§ **Objective**
Please scale the stretch from the line containing "Report the location of each instance of the wooden barn" through the line containing "x=905, y=684", both ends included, giving only those lines again with every request kept and each answer coordinate multiplied by 2.25. Round the results to whole numbers, halves up, and leave the numbers in the requests and their format samples unchanged.

§ **Extracted data**
━━━━━━━━
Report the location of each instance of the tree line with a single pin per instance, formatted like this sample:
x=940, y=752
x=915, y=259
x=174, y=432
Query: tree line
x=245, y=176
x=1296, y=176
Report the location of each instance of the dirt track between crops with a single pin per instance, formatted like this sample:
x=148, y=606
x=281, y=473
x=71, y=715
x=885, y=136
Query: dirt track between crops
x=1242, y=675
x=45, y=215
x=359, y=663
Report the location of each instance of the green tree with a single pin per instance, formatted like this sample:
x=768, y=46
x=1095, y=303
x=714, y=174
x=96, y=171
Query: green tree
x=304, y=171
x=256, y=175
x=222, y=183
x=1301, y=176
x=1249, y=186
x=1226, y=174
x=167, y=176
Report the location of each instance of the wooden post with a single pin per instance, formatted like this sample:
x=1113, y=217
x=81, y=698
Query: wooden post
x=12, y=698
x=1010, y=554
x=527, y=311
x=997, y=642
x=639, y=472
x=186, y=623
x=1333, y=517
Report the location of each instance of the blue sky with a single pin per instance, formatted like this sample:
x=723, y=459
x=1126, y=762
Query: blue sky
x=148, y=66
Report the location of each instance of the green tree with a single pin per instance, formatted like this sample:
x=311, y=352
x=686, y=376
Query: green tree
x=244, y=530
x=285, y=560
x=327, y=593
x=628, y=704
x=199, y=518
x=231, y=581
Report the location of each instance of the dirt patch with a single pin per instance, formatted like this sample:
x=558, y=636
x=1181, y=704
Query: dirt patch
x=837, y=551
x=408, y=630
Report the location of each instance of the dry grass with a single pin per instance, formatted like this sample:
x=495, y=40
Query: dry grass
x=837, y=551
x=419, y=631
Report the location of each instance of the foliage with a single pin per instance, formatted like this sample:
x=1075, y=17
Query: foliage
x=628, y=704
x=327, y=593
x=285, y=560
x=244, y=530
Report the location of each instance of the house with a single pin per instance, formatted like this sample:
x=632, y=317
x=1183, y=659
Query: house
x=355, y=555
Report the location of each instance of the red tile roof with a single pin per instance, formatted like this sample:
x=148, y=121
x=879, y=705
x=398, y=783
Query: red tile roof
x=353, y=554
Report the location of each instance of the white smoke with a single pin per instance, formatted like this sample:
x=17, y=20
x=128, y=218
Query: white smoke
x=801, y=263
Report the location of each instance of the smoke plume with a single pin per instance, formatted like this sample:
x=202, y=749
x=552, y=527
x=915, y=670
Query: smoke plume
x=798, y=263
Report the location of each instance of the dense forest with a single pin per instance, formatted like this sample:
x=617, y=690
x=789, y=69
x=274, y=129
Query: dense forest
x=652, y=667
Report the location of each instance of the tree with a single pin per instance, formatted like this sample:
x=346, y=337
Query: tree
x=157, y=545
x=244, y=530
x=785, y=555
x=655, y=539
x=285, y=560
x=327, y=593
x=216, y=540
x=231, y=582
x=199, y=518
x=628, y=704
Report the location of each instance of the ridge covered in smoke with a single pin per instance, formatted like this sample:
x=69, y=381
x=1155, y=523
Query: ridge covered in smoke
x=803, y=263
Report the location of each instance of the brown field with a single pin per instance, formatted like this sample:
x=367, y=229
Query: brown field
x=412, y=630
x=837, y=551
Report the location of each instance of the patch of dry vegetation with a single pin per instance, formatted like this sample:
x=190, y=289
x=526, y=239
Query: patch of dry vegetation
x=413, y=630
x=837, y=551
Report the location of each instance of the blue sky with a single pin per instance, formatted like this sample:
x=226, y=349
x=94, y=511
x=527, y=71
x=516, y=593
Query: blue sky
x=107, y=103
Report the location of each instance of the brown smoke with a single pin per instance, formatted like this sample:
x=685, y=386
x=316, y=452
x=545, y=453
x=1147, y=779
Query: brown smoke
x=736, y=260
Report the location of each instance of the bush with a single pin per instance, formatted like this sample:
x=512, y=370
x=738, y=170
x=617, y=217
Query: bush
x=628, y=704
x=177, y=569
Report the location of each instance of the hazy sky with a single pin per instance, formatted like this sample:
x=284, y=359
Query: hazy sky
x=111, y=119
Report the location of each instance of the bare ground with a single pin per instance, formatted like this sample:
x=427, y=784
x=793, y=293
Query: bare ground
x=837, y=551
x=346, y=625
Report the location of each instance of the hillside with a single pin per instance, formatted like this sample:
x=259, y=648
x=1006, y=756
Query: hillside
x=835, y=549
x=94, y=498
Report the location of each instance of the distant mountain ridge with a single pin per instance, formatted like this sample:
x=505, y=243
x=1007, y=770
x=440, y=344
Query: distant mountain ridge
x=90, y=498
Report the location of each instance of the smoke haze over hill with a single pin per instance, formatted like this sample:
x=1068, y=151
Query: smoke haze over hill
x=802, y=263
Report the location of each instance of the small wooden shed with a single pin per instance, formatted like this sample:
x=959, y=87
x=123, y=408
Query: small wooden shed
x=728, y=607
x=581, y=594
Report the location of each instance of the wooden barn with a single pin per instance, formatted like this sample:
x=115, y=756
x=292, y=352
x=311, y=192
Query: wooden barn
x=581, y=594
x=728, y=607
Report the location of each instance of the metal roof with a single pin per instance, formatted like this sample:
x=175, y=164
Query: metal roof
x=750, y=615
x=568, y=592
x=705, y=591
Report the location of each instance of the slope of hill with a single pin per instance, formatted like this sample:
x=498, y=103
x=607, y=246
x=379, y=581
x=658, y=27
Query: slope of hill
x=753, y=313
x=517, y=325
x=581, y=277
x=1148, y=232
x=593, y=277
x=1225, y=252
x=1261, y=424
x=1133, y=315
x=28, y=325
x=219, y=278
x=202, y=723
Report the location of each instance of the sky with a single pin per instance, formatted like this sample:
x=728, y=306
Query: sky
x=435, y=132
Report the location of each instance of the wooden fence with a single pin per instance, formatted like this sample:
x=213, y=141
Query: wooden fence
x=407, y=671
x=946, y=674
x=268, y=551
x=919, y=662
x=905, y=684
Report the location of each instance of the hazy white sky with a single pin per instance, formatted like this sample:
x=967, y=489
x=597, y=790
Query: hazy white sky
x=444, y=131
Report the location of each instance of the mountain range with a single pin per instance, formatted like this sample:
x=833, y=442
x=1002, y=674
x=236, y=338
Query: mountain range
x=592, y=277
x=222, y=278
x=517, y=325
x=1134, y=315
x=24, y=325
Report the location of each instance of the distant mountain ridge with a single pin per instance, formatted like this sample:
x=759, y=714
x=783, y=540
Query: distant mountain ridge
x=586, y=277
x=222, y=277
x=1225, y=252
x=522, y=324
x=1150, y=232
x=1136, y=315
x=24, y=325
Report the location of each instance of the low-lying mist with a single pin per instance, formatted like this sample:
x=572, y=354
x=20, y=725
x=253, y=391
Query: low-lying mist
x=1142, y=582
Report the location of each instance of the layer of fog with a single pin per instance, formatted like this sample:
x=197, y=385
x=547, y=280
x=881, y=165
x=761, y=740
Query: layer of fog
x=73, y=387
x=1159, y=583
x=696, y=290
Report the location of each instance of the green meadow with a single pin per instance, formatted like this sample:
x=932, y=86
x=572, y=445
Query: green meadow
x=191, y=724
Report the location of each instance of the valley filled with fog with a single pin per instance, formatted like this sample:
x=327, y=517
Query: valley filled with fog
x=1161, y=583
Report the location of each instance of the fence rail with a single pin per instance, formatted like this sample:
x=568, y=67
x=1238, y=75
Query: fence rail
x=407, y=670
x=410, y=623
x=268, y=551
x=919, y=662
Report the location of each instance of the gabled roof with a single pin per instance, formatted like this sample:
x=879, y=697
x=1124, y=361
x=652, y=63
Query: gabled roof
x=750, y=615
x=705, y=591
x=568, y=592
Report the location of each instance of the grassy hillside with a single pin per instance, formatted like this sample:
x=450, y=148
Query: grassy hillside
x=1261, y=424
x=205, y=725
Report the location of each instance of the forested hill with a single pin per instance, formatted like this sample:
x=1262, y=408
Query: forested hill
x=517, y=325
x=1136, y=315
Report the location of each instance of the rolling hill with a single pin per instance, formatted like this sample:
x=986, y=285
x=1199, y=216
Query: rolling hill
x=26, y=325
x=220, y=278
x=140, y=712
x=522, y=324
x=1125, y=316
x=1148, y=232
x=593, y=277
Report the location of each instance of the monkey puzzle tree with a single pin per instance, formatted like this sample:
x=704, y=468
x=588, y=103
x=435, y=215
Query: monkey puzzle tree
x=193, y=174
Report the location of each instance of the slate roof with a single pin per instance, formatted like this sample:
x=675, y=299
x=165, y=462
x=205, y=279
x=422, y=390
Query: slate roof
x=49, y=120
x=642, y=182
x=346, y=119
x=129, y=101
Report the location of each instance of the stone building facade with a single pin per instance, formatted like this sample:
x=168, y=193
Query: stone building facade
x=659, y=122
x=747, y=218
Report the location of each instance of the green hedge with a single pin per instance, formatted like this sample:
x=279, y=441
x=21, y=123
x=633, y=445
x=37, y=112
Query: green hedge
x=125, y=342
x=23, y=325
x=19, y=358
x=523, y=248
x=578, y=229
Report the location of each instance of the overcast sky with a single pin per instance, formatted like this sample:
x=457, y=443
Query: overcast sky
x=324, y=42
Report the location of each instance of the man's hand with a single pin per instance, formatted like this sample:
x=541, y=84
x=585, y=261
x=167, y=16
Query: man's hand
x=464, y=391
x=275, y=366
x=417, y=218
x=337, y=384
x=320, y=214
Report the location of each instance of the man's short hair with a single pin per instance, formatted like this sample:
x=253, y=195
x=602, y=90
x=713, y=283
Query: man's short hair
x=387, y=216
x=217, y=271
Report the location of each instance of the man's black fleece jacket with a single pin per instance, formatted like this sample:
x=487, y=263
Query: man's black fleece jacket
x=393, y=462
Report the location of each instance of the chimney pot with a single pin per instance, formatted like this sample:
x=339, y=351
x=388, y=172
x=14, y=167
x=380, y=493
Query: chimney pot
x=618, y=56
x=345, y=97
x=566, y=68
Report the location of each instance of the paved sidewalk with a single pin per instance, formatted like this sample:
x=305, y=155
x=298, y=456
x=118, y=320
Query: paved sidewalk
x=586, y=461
━━━━━━━━
§ **Result below**
Report the location of each instance of the wooden barn with a single pin per instance, formatted like this sample:
x=115, y=756
x=292, y=352
x=311, y=192
Query: wooden barn
x=1307, y=1337
x=1638, y=1366
Report the location of each instance of the metal roof with a single pin per instance, formatted like this sample:
x=175, y=164
Query: metal roof
x=1688, y=1384
x=1278, y=1332
x=1586, y=1330
Report the location of each instance of the slope of hill with a single pin per instance, formatted like this sample:
x=498, y=103
x=607, y=246
x=379, y=581
x=658, y=27
Query: slope of hill
x=1694, y=704
x=1163, y=731
x=1307, y=623
x=2583, y=522
x=1334, y=623
x=2756, y=567
x=2837, y=954
x=2549, y=709
x=63, y=731
x=493, y=626
x=455, y=1627
Report the location of each instance of the sky with a single pin per instance, formatted like this sample:
x=728, y=306
Query: sky
x=979, y=297
Report the location of each instance of the wooden fence with a single pin per instance, formatted like this sample:
x=213, y=141
Query: wooden fence
x=916, y=1510
x=2129, y=1517
x=603, y=1240
x=2068, y=1490
x=2036, y=1539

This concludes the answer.